**** DATA SECTION
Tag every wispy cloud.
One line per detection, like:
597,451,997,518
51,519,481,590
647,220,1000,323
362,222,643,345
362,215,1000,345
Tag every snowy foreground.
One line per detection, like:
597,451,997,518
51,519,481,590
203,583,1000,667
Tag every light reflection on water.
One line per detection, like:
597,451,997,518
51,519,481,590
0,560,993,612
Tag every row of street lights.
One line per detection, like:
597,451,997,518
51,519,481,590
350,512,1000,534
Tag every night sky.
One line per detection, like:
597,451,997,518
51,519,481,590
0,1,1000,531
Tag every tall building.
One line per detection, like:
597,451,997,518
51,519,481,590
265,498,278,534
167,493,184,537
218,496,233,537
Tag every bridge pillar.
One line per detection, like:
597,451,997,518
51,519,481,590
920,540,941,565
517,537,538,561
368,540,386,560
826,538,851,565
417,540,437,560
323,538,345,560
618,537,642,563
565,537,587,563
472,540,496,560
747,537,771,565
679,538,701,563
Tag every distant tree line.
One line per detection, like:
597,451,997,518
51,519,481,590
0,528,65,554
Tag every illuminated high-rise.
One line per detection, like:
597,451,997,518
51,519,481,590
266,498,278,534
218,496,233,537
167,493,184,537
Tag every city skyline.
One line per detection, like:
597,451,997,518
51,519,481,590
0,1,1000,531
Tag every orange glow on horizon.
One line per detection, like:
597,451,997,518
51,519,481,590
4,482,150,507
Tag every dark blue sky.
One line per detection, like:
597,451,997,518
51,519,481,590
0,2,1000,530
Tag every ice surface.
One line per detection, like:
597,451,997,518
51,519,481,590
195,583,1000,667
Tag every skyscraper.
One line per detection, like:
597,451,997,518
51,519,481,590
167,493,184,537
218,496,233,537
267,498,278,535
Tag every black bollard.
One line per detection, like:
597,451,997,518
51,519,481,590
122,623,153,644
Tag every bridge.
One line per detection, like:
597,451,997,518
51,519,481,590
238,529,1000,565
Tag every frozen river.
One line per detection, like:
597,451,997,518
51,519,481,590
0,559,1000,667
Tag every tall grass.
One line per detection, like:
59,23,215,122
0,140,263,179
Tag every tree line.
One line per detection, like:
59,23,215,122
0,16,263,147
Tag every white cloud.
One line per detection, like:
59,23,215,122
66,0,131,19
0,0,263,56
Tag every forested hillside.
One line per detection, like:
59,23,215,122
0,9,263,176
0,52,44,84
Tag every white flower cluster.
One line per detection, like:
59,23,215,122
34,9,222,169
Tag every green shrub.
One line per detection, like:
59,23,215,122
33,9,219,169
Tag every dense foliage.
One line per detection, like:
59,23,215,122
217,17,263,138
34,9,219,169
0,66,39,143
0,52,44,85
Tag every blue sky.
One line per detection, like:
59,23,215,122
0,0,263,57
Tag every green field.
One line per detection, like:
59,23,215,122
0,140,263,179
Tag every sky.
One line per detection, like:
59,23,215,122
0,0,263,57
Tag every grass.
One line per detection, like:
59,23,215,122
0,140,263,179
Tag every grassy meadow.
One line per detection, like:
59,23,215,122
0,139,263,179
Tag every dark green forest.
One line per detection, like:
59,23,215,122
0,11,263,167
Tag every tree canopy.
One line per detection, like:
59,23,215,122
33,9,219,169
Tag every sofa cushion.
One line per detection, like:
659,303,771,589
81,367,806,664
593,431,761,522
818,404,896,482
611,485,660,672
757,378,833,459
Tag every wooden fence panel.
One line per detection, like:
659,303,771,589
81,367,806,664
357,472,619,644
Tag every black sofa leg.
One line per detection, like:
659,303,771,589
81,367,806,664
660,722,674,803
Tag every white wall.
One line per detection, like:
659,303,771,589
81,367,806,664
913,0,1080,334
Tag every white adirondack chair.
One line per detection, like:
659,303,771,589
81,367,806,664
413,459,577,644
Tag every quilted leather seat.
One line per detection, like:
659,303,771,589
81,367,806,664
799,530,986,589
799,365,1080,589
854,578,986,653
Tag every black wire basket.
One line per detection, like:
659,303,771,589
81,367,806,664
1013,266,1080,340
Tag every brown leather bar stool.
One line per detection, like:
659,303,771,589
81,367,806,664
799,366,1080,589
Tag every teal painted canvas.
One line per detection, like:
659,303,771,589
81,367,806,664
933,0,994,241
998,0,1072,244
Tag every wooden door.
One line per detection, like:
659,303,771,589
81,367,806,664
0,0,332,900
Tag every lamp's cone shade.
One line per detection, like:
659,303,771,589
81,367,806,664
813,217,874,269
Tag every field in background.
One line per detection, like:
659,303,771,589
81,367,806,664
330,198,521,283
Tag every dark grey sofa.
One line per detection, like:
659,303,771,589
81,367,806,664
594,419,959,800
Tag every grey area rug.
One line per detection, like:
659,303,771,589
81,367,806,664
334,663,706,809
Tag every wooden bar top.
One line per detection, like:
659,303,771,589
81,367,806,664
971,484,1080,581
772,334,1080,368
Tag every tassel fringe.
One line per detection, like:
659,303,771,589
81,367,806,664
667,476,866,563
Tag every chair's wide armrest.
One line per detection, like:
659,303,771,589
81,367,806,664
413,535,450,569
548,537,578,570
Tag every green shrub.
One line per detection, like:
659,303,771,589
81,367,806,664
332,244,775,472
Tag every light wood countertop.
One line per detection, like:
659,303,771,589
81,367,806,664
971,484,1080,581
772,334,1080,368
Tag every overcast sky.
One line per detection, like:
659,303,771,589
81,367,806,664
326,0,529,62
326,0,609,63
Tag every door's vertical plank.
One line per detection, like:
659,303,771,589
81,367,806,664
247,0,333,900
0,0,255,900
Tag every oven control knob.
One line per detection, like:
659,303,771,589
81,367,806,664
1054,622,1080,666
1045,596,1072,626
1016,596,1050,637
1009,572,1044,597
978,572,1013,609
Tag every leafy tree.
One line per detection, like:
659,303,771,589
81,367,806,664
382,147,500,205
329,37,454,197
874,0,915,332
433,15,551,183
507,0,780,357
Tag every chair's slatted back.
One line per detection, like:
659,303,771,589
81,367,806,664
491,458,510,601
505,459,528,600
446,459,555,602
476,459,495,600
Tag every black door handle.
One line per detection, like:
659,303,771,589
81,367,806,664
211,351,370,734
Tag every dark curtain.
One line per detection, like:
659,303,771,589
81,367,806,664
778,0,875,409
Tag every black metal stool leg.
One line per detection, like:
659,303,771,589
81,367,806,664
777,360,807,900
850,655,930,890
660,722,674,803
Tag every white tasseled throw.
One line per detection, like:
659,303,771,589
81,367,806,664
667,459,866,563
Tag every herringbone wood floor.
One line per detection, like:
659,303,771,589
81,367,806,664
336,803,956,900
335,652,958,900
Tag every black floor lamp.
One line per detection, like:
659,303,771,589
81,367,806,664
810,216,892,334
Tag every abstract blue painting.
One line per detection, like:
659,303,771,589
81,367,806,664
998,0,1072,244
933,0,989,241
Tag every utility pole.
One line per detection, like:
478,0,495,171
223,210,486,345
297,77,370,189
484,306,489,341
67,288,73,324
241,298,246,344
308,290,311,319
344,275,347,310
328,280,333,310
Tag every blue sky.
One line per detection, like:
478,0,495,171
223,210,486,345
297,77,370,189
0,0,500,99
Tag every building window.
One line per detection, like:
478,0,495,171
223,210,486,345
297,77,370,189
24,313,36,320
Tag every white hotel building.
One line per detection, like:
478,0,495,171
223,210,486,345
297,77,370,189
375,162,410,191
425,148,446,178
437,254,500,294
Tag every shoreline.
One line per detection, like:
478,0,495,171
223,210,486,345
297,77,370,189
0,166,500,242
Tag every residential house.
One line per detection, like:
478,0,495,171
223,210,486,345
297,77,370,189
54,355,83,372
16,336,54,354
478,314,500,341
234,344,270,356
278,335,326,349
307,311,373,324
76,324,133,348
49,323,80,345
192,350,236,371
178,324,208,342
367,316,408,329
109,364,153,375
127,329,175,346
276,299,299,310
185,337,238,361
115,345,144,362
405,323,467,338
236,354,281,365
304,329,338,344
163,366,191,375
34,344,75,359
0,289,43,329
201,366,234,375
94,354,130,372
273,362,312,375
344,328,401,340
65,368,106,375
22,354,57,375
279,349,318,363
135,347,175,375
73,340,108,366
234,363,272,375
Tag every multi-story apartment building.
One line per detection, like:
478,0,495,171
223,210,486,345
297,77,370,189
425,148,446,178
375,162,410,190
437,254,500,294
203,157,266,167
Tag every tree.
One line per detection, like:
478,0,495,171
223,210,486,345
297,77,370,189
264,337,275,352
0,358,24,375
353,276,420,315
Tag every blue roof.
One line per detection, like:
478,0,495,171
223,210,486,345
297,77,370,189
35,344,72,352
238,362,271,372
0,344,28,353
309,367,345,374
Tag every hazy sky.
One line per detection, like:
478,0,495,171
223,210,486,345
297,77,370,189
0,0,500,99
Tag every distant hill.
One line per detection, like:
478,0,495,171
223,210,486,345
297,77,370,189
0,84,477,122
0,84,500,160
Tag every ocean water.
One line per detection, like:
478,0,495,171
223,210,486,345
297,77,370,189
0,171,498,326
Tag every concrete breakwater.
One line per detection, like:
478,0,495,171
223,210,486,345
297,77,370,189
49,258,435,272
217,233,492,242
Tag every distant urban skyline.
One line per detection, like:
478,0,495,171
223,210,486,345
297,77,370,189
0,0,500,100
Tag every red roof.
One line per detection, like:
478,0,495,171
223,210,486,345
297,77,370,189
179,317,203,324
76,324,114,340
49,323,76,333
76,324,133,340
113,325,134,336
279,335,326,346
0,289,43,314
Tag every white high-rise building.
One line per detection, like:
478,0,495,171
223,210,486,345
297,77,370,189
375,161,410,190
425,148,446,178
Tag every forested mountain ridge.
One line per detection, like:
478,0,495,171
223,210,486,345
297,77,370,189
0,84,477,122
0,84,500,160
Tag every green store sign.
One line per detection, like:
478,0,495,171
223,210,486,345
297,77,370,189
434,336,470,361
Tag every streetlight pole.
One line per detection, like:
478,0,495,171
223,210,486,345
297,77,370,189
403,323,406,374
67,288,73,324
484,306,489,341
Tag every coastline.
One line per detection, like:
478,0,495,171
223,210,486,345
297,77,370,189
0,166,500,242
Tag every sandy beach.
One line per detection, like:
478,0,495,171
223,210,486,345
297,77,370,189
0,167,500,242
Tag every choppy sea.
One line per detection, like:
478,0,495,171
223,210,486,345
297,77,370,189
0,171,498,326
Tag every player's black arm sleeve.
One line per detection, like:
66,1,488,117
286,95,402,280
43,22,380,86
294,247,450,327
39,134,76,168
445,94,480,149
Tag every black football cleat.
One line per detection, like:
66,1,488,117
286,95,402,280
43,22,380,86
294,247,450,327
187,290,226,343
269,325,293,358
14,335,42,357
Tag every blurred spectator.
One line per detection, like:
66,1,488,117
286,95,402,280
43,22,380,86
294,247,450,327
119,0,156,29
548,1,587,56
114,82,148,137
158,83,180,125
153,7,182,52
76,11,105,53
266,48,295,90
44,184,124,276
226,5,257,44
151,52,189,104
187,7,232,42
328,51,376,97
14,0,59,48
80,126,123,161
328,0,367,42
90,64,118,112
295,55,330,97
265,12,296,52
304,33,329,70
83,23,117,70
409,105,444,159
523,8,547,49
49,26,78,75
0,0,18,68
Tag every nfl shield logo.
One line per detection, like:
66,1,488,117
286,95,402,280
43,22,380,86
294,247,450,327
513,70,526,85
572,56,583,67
********
WHAT IS ASKED:
Reproduce every line of the rows above, requests included, from the line containing "Tag every brown leather bar stool." through the line containing "667,476,866,563". Scale each bounding-box coordinate in the answers by 1.4 and round it to a whole number, rounding halves up, while leaving the requests and their sample lines unchanged.

CORRECT RESULT:
Tag every brown leather bar stool.
One line per detection, like:
659,303,771,589
81,367,806,664
1119,512,1512,825
Tag every teal painted canvas.
One line per detection, like:
659,303,771,589
81,367,806,664
1306,0,1392,337
1397,0,1501,342
Tag every wooden door.
One line per detection, like:
659,303,771,589
81,367,806,664
0,0,465,1260
Tag every lamp's cone shade.
One line per detection, like:
659,303,771,589
81,367,806,664
1138,304,1224,377
Tag every field in background.
One line per detection, like:
659,303,771,589
81,367,806,664
462,277,729,396
Tag every dark grey sofa.
One line per detection, like:
659,303,771,589
81,367,806,664
832,587,1343,1120
Tag every grey area rug.
One line per detection, like:
659,303,771,589
81,367,806,664
468,928,988,1133
Tag every wooden bar top.
One line per detection, like:
659,303,771,589
81,367,806,664
1359,678,1512,813
1081,468,1512,515
Tag every tassel fringe.
One line per detection, like:
659,303,771,589
81,367,806,664
934,666,1212,788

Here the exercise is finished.